## Instructions to follow
Starting with the line that contains "of the silver", reproduce each line through the end of the entries exactly as written.

## Source data

**********

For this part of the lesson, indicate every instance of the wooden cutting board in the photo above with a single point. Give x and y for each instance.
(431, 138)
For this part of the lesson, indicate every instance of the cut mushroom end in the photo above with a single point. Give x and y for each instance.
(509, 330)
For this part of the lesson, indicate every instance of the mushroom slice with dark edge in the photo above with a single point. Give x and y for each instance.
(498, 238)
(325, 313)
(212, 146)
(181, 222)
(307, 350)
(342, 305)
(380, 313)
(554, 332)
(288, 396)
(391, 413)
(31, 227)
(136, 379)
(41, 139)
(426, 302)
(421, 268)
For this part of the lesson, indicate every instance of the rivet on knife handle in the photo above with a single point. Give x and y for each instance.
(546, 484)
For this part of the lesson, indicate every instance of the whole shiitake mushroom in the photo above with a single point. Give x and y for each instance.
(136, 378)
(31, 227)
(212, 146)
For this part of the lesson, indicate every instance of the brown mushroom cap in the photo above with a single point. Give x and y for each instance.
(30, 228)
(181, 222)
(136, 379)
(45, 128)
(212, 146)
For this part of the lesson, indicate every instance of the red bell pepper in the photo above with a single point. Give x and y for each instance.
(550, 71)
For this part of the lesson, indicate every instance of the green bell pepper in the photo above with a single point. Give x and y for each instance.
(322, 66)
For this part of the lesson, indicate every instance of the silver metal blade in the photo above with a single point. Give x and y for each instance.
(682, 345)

**********

## Result below
For this part of the lesson, indicate every instance of the silver metal blade in the photo above with a single point. Give x and y for each instance.
(682, 345)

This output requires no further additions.